Pelaku Pembakar Hutan Bisa Dipenjara 15 Tahun

id pelaku pembakar hutan bisa dipenjara 15 tahun

 Pelaku Pembakar Hutan Bisa Dipenjara 15 Tahun

Pekanbaru, (Antarariau.com) - Pakar Hukum Pidana Universitas Riau Dr Erdianto Effendi SH, M Hum mengatakan para pelaku yang terbukti sengaja melakukan pembakaran hutan bisa dipenjara lima belas tahun karena aksi mereka telah merugikan masyarakat dan lingkungan.

"Para pelaku pembakaran hutan dapat dijerat dengan UU No. 41/1999 tentang kehutanan pasal 50 ayat 3 huruf d yang berbunyi setiap orang dilarang membakar hutan, menebang pohon, bila dengan sengaja membakar diancam pidana 15 tahun penjara dan denda Rp5 miliar (pasal 78 ayat 3)," kata Dr Erdianto Effendi di Pekanbaru, Senin.

Pendapatan tersebut disampaikannya terkait peristiwa kebakaran di Riau sejauh ini masih terus berlangsung di sejumlah titik pada beberapa kabupaten/kota. Kabut asap masih menyelimuti sebagian besar wilayah termasuk Pekanbaru.

Bahkan kini peristiwa kebakaran lahan kembali terjadi di sekitar area perbukitan tidak jauh dari kawasan Pembangkit Listrik Tenaga Air (PLTA) Kotopanjang, Kabupaten Kampar, Riau, berbatasan dengan Sumatera Barat.

Api tampak masih menyala dengan kepulan asap tebal, namun tanpa ada upaya pemadaman dari masyarakat maupun aparat pemerintah setempat.

Menurut Erdianto, secara normatif, peraturan perundang-undangan untuk menjerat pelaku pembakaran hutan baik oleh individu maupun korporasi sudah cukup lengkap.

Dan jika karena kelalaian membakar hutan, kata dia, maka pelaku dapat diancam pidana lima tahun penjara serta denda Rp1,5 miliar (pasal 78 ayat 4).

"Selain itu pelaku juga dapat dijerat dengan Pasal 69 UU 32 tahun 2009 berupa pidana dan denda seperti diatur Pasal 108. Ancaman pidana minimal tiga tahun dan maksimal 10 tahun ditambah pidana denda minimal Rp3 miliar dan maksimal Rp10 miliar," katanya.

Apabila tindak pidana lingkungan hidup dilakukan oleh, untuk, atau atas nama badan usaha, maka pasal 116 menyatakan tuntutan pidana dan sanksi pidana dijatuhkan kepada badan usaha. Dan/atau dijatuhkan pada orang yang memberi perintah untuk melakukan tindak pidana tersebut atau orang yang bertindak sebagai pemimpin kegiatan dalam tindak pidana tersebut.

Pasal 119 memuat, terhadap badan usaha dapat dikenakan pidana tambahan atau tindakan tata tertib berupa, perampasan keuntungan yang diperoleh dari tindak pidana. Kemudian penutupan seluruh atau sebagian tempat usaha dan/atau kegiatan.

Lalu, perbaikan akibat tindak pidana. Selanjutnya, mengerjakan apa yang dilalaikan tanpa hak, dan/atau penempatan perusahaan di bawah pengampuan paling lama tiga tahun.

### PERMINTAAN 1
Sebutkan semua pidana tambahan atau tindakan tata tertib bagi badan usaha menurut Pasal 119 yang tercantum dalam berita tentang sanksi pembakaran hutan.
### PERMINTAAN 2
Tolong tentukan apakah pernyataan berikut sesuai dengan berita tentang sanksi pembakaran hutan, dan sertakan kutipan persis dari berita itu yang menjadi penentunya: (a) Pelaku yang karena lalai membakar hutan dapat diancam pidana lima tahun penjara. (b) Masyarakat dan aparat setempat berupaya memadamkan api di dekat PLTA Kotopanjang. (c) Denda maksimal menurut Pasal 108 adalah Rp5 miliar.
### PERMINTAAN 3
Teruskan berita tentang sanksi pembakaran hutan, dimulai setelah kalimat terakhirnya.

### CATATAN YANG DITAMPILKAN
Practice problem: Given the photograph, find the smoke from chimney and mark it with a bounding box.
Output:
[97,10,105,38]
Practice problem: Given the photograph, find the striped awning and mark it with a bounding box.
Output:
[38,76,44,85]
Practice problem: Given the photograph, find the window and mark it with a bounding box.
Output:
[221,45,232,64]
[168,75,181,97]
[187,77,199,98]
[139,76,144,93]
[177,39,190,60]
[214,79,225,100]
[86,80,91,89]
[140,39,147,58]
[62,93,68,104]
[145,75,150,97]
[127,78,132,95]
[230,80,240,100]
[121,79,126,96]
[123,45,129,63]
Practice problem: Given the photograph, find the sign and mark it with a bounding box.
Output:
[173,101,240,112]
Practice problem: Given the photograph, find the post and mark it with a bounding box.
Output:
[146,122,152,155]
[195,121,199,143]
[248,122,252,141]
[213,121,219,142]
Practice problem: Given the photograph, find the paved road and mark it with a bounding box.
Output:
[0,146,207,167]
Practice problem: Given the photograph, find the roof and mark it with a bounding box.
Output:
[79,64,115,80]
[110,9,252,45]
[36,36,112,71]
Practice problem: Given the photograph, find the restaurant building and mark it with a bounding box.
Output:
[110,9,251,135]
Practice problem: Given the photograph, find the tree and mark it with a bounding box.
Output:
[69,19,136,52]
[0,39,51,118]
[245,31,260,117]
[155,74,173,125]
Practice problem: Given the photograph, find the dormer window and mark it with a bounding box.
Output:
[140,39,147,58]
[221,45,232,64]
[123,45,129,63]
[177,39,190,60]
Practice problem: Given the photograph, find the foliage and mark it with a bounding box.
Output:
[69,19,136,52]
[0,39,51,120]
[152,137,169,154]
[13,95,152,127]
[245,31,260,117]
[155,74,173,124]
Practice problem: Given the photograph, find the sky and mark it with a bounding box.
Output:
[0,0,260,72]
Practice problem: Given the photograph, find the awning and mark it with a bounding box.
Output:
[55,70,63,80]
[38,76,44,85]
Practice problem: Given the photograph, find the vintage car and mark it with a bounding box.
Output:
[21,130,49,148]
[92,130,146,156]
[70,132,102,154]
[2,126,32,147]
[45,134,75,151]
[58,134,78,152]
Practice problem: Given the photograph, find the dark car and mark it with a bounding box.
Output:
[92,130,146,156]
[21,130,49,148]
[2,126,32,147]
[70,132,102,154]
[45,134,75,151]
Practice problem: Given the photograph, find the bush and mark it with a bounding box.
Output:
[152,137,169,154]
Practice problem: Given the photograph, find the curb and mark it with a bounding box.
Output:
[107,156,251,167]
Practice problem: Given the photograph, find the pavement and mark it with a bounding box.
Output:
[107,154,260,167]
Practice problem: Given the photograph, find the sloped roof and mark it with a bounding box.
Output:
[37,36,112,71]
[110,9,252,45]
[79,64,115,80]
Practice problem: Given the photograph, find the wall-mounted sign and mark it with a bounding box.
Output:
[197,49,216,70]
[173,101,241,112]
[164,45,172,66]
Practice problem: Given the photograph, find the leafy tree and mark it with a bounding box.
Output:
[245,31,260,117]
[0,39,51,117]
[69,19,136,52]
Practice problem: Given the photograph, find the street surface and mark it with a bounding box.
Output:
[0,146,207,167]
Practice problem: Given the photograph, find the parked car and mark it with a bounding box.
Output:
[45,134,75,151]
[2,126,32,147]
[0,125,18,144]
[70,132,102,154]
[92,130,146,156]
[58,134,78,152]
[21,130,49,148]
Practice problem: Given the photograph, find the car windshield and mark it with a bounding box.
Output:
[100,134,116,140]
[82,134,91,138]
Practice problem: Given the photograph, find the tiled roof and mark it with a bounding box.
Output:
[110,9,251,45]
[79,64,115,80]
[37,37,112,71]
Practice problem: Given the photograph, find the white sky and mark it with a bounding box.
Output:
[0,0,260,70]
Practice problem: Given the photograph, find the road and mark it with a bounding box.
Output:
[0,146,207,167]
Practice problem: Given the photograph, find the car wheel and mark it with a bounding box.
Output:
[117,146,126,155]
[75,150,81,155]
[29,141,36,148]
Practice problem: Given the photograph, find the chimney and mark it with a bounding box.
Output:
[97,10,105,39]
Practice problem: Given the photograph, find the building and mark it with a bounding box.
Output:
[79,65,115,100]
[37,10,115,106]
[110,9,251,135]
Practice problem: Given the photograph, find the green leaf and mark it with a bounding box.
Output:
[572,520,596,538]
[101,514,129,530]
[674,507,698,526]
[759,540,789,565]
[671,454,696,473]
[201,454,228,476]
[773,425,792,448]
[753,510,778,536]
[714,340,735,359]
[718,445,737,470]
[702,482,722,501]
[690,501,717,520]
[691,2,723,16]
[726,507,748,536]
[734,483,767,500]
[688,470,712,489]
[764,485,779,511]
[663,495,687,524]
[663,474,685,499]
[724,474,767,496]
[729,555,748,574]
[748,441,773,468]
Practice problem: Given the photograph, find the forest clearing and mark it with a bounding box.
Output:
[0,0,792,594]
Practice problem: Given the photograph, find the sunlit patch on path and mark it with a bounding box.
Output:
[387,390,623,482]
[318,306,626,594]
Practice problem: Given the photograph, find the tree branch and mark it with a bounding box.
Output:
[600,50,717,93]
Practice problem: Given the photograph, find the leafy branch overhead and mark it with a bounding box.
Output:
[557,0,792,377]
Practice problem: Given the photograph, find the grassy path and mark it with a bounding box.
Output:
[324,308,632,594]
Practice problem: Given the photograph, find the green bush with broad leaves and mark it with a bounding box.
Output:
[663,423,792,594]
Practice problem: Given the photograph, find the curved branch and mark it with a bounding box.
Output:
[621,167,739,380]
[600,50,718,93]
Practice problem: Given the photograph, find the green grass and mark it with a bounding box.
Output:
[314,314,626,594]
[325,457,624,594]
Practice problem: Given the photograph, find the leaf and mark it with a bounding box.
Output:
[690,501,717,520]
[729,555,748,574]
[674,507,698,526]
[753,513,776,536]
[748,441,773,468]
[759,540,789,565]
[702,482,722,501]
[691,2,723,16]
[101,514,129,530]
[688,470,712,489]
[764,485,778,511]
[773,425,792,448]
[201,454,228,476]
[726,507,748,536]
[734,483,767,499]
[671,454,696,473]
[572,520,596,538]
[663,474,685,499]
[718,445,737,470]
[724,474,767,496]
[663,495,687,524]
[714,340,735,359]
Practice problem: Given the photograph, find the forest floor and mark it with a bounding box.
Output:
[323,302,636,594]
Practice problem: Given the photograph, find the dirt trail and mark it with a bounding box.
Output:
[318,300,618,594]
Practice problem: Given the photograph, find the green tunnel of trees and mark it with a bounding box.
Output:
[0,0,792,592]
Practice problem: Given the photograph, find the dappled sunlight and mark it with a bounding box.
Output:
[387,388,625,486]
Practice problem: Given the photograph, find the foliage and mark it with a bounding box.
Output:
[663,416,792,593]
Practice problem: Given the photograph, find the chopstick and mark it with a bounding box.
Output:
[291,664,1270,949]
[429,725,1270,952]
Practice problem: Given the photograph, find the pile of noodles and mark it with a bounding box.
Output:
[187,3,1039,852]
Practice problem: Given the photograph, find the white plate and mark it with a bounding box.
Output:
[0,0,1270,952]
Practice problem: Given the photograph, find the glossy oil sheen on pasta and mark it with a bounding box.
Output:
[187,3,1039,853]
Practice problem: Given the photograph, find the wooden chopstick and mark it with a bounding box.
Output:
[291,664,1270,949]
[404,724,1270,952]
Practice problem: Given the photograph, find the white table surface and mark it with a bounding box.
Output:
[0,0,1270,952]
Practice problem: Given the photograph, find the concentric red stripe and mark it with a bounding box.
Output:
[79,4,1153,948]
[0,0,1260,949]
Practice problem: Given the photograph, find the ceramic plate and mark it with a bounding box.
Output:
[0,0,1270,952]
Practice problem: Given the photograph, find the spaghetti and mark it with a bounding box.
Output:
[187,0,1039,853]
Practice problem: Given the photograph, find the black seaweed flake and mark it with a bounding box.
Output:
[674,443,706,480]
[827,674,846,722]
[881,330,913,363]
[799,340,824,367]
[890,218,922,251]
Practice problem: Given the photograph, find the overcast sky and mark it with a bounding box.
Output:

### HASIL AKHIR 1
1. Perampasan keuntungan yang diperoleh dari tindak pidana
2. Penutupan seluruh atau sebagian tempat usaha dan/atau kegiatan
3. Perbaikan akibat tindak pidana
4. Mengerjakan apa yang dilalaikan tanpa hak
5. Penempatan perusahaan di bawah pengampuan paling lama tiga tahun

### HASIL AKHIR 2
(a) Ya: "jika karena kelalaian membakar hutan, kata dia, maka pelaku dapat diancam pidana lima tahun penjara serta denda Rp1,5 miliar"
(b) Tidak: "namun tanpa ada upaya pemadaman dari masyarakat maupun aparat pemerintah setempat"
(c) Tidak: "pidana denda minimal Rp3 miliar dan maksimal Rp10 miliar"

### HASIL AKHIR 3
Namun yang sering menjadi alasan pembebasan pelaku seperti dalam kasus Mr Ghoby dalam kasus kebakaran hutan di Kampar, majelis hakim berpendapat bahwa penggunaan sanksi pidana bersifat ultimum remedium. Artinya sepanjang sanksi di bidang hukum perdata dan administrasi telah diterapkan, maka sanksi pidana boleh tidak dijatuhkan.

Akan tetapi, merujuk kasus kebakaran hutan yang menyebabkan kabut asap secara rutin pada setiap tahunnya seharusnya mendorong para penegak hukum lebih berpikir secara progresif.

"Pemahaman sanksi pidana dalam kasus kebakaran hutan sebagai ultimum remedium (sanksi terakhir) patut dicermati kembali. Mengingat dan membaca perkembangan kebakaran hutan yang terjadi terus menerus, tidak ada salahnya dalam penegakan hukum kebakaran hutan dilakukan dengan mengedepankan sanksi pidana sebagai primum remedium (pilihan penghukuman yang utama).

Penggunaan sanksi pidana sebagai ultimum remedium ditentukan undang-undang karena sanksi pidana adalah sanksi yang paling keras yang berpotensi melanggar hak asasi warga negara.

Dalam hal ini, jika ada kekhawatiran penggunaan sanksi pidana dapat melanggar HAM warga negara, maka penegak hukum semestinya melihat persoalan kebakaran hutan secara komprehensif.

Tidak mungkin para pelaku di lapangan yang membakar hutan bertindak secara sendiri-sendiri, melainkan dilakukan secara sistematis dan terorganisir.

Karena itu, penegak hukum tidak perlu ragu dan segan menindak korporasi yang terbukti membakar hutan dan lahan. Jika korporasi yang dijadikan tersangka, kekhawatiran adanya pelanggaran HAM jika sanksi pidana digunakan tentu saja tidak lagi perlu ada.

Sanksi pidana dalam kebakaran hutan semestinya lebih diarahkan pada sanksi berupa pidana denda yang diharapkan bisa memberi efek jera bagi korporasi.

"Jadi jangan hanya pelaku di lapangan yang jadi objek penyidikan oleh penegak hukum, dan yang terpenting dari itu semua adalah jangan ada diskriminasi terhadap semua pelaku pembakar hutan dan lahan," katanya.